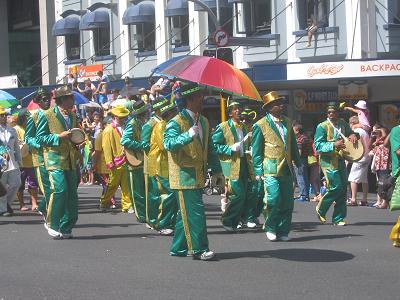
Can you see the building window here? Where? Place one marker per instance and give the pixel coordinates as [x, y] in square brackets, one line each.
[180, 30]
[313, 12]
[101, 40]
[226, 20]
[142, 37]
[256, 17]
[72, 46]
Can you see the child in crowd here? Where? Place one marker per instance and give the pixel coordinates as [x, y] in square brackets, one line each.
[362, 111]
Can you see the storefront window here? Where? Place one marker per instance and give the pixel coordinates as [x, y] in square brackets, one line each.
[72, 46]
[142, 37]
[313, 11]
[180, 30]
[101, 40]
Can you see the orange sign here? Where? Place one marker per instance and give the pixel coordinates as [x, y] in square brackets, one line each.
[84, 72]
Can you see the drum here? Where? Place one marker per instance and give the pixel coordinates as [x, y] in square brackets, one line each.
[352, 152]
[77, 136]
[134, 158]
[24, 149]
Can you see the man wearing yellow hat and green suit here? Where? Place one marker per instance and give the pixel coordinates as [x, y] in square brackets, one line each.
[42, 98]
[231, 143]
[60, 156]
[274, 149]
[131, 140]
[191, 152]
[115, 160]
[328, 141]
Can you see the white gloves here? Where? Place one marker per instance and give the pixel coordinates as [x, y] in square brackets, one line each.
[193, 131]
[235, 147]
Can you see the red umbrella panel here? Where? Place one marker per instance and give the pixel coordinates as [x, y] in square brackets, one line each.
[214, 73]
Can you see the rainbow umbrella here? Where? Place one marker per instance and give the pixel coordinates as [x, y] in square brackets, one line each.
[7, 100]
[215, 74]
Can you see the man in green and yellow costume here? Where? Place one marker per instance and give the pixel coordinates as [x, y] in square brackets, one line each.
[190, 149]
[163, 198]
[150, 183]
[42, 99]
[328, 142]
[60, 156]
[231, 143]
[131, 140]
[274, 149]
[114, 156]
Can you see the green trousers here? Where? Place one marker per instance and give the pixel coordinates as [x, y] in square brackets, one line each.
[236, 195]
[44, 185]
[164, 204]
[190, 236]
[336, 181]
[137, 192]
[279, 204]
[62, 212]
[252, 208]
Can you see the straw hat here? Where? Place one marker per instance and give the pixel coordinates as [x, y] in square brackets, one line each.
[120, 111]
[270, 98]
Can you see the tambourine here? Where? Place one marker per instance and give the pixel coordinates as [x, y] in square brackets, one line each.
[134, 158]
[352, 152]
[77, 136]
[24, 149]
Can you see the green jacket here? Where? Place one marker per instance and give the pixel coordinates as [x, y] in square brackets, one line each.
[325, 137]
[57, 153]
[189, 158]
[224, 137]
[271, 154]
[30, 137]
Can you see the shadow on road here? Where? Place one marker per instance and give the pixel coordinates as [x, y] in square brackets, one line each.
[301, 255]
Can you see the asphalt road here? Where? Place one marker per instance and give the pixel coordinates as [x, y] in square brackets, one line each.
[114, 257]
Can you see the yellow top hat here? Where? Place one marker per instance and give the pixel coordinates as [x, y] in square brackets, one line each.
[120, 111]
[2, 110]
[63, 91]
[271, 97]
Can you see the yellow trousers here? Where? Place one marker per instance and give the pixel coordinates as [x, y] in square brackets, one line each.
[118, 177]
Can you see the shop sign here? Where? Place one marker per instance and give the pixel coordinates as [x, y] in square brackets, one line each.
[85, 72]
[8, 82]
[388, 115]
[343, 69]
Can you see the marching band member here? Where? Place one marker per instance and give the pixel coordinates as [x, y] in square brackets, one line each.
[11, 175]
[230, 145]
[328, 141]
[163, 196]
[115, 160]
[150, 182]
[131, 140]
[188, 142]
[42, 99]
[274, 149]
[60, 156]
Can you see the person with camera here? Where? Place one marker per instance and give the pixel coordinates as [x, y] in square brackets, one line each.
[328, 141]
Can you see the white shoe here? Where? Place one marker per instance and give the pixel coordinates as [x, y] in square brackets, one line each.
[166, 231]
[271, 236]
[66, 236]
[55, 234]
[208, 255]
[251, 225]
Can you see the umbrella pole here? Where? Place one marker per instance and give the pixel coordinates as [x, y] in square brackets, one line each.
[223, 109]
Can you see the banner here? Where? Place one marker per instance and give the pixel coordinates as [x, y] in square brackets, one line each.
[85, 72]
[343, 69]
[8, 82]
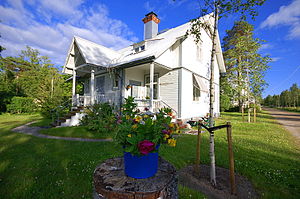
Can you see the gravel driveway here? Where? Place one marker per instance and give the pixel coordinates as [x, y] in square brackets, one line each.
[290, 120]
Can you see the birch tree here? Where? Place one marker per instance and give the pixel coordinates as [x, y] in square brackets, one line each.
[245, 66]
[217, 10]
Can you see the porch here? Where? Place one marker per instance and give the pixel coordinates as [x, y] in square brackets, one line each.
[102, 85]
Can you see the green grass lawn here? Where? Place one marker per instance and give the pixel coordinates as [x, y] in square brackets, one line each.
[76, 131]
[292, 109]
[33, 167]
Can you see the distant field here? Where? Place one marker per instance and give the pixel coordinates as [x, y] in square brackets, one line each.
[293, 109]
[33, 167]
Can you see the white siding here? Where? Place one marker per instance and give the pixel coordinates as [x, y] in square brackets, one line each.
[190, 108]
[135, 74]
[169, 89]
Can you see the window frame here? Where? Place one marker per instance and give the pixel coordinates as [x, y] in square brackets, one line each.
[196, 90]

- [Exercise directions]: Omit the pictures and output all of the other material exactly.

- [The answer]:
Can you see the building window here? Where? Place one marker per instance and give the pixel coordinates as [x, y] in square brackets, one line each.
[180, 30]
[313, 12]
[101, 40]
[226, 20]
[142, 37]
[256, 17]
[72, 46]
Can you see the child in crowd here? Where? Place one marker per instance and give the pixel coordinates as [x, y] in square brackets, one line each.
[362, 111]
Can you see the storefront window here? Where? Place one marker per instance and give the pixel coordinates as [x, y] in square brackets, one line each.
[72, 46]
[142, 37]
[313, 11]
[180, 30]
[101, 40]
Can you see the orange sign here? Where? Place one marker per instance and give the pixel coordinates as [x, y] in square brackets, one line each.
[84, 72]
Can you see the drum here? Where? Place one marker per instance and give the pixel coordinates as [x, y] in square brackets, one line each.
[352, 152]
[77, 136]
[134, 158]
[24, 149]
Can you see the man wearing yellow hat and green suit here? Where? Place one marker per instance and give the pixel coordinates as [x, y] in square brackets, one line each.
[42, 98]
[231, 143]
[60, 156]
[274, 149]
[131, 140]
[191, 152]
[115, 160]
[328, 141]
Can you see the white gloves here? Where? Place one marker per instance and give the pixel coordinates as [x, y] in square brackets, one line each.
[193, 131]
[235, 147]
Can you see the red umbrella panel here? Where? Place one marker per instance and give the pixel coordinates as [x, y] in square brackets, one line each.
[214, 73]
Can you see the rainbow umbrella here? Where? Place one marker per instance and give the pixel coordinates as [x, y] in square brackets, one line each.
[7, 100]
[215, 74]
Can you see the man in green and yellow costume here? Where? Place one marker per instance and give the pixel coordinates as [x, y] in square brackets, one line each.
[190, 149]
[163, 198]
[150, 183]
[42, 99]
[328, 142]
[60, 156]
[231, 143]
[131, 140]
[274, 149]
[114, 156]
Can you see the green trousers here? Where? Place one marker per instance and give the pixel coordinates as [x, y] in square brackets, one line each.
[236, 195]
[44, 185]
[164, 204]
[190, 236]
[336, 181]
[137, 192]
[279, 204]
[62, 212]
[252, 208]
Can you see the straw hat here? Where? Place one marker per instance and give the pixel coordinates as [x, y] in square brackets, one line each.
[120, 111]
[270, 98]
Can you see the tambourine here? Where? Place one marker per instance and give the pixel coordinates as [x, y] in square brackets, one line each.
[134, 158]
[352, 152]
[77, 136]
[24, 149]
Can you see the green jacket here? Where? Place one marker per instance and give the pixel coordinates as [x, y] in square brackets, one line each.
[325, 137]
[57, 153]
[189, 158]
[224, 137]
[271, 154]
[30, 137]
Can you see the shadow on road here? Where? Place one marker per instance and give the pixel coordinates as [x, y] in square brackets, one line each.
[301, 255]
Can you see the asphalt road here? Where? Place one marker per instance and give the pixel coordinates as [x, y] in square brackets, one line each.
[114, 257]
Can you see the yellow top hat here? Where? Place one marker per instance and give the pixel coordinates as [x, y] in square brackets, one line each.
[120, 111]
[2, 110]
[63, 91]
[271, 97]
Can you see the yellow trousers here? Where? Place one marker per instance and give the pixel coordinates as [x, y] in square brackets, one line each.
[118, 177]
Can you see the shop sign here? Where? Place one marker per instance and give the pixel coordinates as [x, y] in square brackets, one line each.
[85, 72]
[8, 82]
[388, 115]
[343, 69]
Can you see the marching band member here? Where? Place one marker per instance and give the pixel coordinates as [x, y] in square brackets, one line each.
[11, 175]
[230, 145]
[328, 141]
[163, 196]
[115, 160]
[150, 182]
[131, 140]
[188, 142]
[42, 99]
[274, 149]
[60, 156]
Can you see the person with camera here? Where? Place one marker per instance and give the pixel coordinates as [x, y] in square brackets, one line each.
[328, 141]
Can you see the white shoe here? Where? Place one marker per instance and give the pixel coordinates as [x, y] in square brackets, one line each.
[166, 231]
[271, 236]
[66, 236]
[55, 234]
[208, 255]
[251, 225]
Can you see the umbrella pole here? Where? Place one marker per instance and give the pixel coordinates as [x, y] in square brackets, one line each.
[223, 109]
Can you see the banner here? Where? Place one marker per instance and give the pixel coordinates as [x, y] in square brackets, one line each.
[85, 72]
[343, 69]
[8, 82]
Can you see the gravel driveway here? Where? Place one marker per instance and give the pixel coordinates as [x, y] in square brackets, one line each.
[290, 120]
Can you see the birch tree here? Where? Place one marker per instance and give the pixel coordinates as [x, y] in square brackets, one line each.
[245, 66]
[217, 10]
Can you see the porch here? Where? Place one marker per instance and give the pixel coordinates as [x, y] in square brackets, one line each.
[102, 85]
Can you see the green grass lawn here? Where? Place one marker per instance and give the pixel coordinates as [x, y] in square brackets, one line each.
[76, 131]
[292, 109]
[33, 167]
Can you see the distant field here? Where? Place one marker per instance and give the pixel coordinates as [x, y] in square brackets, one line each.
[293, 109]
[33, 167]
Can you see the white siding here? Where? Place one marker per instance and give the pixel coordinates as [x, y] in square brackets, one line each.
[190, 108]
[135, 74]
[169, 89]
Can you see the window frame here? Where? Place one marker per instance and give the pixel coordinates as [x, y] in square brackets, one line each.
[196, 90]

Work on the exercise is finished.